SUPPLIED TEXT:
########

Nobody needs a 'vibrant' wheel, do they? Anyway, we still have an active _ArtMusic_ for pollmaking, and _million_ for fab thread creation.


----------



## Giordano (Aug 10, 2014)

Ukko said:


> Anyway, we still have an active ArtMusic for pollmaking, and million for fab thread creation.


Tonality is God. Pure and Simple.


----------



## violadude (May 2, 2011)

Giordano said:


> Tonality is God. Pure and Simple.


Dufay certainly had no such thought


----------



## millionrainbows (Jun 23, 2012)

I'm between cycles right now. As soon as I start heading for the darkside, there will be new, controversial threads. As soon as I figure out how to invoke ancient Egyptian deities, I'll start on a new one.


----------



## millionrainbows (Jun 23, 2012)

Where have all the good threads gone?
Long time passing
Where have all the good threads gone?
Long time ago
Where have all the good threads gone?
Moderators closed them every one
When will they ever learn?
When will they ever learn.


----------



## Morimur (Jan 23, 2014)

The mods delete them. Infuriating.


----------



## scratchgolf (Nov 15, 2013)

millionrainbows said:


> Where have all the good threads gone?
> Long time passing
> Where have all the good threads gone?
> Long time ago
> ...


Did you do this from memory or have to look up the song for reference? Either way, nicely done.


----------



## Ingélou (Feb 10, 2013)

Who are the 'they' who will never learn - the posters who become too heated?


----------



## PetrB (Feb 28, 2012)

Giordano said:


> Tonality is God. Pure and Simple.


Which is why, in the beyond our understanding of the infinite wisdom, it was made impossible for man to make atonal music, just like it is impossible to put your elbow in your ear.


----------



## StlukesguildOhio (Dec 25, 2006)

... just like it is impossible to put your elbow in your ear.

########

EXERCISE REQUIREMENTS:
A: In the forum thread, what does Giordano call God?
B: List every username that appears as a post heading in the forum thread, with each name given once.
C: Print the part of the forum thread that opens with the words containing "Which is why, in" and closes with "(Dec 25, 2006)".
The records have no connection to the forum thread.

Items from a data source
########

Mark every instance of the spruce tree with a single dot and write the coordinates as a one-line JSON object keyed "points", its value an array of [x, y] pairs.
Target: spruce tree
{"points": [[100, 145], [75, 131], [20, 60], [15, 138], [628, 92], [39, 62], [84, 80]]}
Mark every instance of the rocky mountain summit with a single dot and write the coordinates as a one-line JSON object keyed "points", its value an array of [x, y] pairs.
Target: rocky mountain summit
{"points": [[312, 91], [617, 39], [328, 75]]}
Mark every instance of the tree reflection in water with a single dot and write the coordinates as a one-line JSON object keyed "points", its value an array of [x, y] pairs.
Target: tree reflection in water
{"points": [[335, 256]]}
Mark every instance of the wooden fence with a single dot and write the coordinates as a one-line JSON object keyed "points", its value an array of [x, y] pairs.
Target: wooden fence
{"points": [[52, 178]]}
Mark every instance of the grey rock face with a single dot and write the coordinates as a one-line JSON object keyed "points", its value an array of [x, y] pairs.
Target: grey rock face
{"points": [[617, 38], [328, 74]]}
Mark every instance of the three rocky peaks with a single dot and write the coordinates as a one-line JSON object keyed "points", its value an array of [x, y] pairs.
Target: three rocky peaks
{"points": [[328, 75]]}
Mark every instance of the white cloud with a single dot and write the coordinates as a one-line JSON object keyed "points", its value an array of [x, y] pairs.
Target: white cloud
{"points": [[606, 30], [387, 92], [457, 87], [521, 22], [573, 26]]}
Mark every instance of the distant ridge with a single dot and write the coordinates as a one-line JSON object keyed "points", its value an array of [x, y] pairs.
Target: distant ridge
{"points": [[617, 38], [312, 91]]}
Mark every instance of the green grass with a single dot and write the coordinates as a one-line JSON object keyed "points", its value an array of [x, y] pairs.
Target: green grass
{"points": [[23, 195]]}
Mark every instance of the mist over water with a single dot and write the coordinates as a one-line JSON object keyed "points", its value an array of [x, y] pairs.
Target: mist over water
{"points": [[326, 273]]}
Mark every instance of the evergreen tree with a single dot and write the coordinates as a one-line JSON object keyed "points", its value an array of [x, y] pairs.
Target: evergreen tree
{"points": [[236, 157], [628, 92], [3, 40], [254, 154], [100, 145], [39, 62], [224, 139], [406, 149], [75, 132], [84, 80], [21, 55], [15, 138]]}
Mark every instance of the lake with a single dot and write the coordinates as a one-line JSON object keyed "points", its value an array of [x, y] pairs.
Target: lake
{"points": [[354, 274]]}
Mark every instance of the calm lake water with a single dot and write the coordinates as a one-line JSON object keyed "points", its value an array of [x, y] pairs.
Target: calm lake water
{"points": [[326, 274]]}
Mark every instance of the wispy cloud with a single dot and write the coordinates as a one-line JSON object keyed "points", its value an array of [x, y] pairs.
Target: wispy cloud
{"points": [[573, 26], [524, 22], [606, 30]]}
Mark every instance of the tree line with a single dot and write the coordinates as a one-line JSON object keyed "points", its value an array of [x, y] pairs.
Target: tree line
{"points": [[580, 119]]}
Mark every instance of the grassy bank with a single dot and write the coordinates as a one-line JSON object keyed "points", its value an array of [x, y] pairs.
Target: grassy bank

########

RESPONSES TO THE EXERCISE:
A: Tonality

B: Giordano, violadude, millionrainbows, Morimur, scratchgolf, Ingélou, PetrB, StlukesguildOhio

C:
Which is why, in the beyond our understanding of the infinite wisdom, it was made impossible for man to make atonal music, just like it is impossible to put your elbow in your ear.


----------



## StlukesguildOhio (Dec 25, 2006)